(INSTRUCTION): Put each line of the data below into a Markdown table with the columns "Row" and "Line", numbering rows in order and skipping blank lines. Leave the pictures out of the table.

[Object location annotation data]
######
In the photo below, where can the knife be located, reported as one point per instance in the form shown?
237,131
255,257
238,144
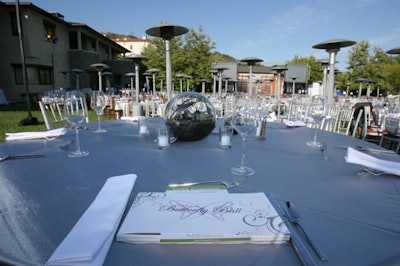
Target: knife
294,218
301,251
358,148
######
(FINISHED ANSWER):
| Row | Line |
|---|---|
| 1 | In the photo below, where can the knife be located, reported as one point per instance in the form shown? |
| 2 | 237,131 |
| 3 | 255,257 |
| 4 | 238,144 |
| 5 | Target: knife |
| 6 | 294,218 |
| 7 | 301,251 |
| 8 | 358,148 |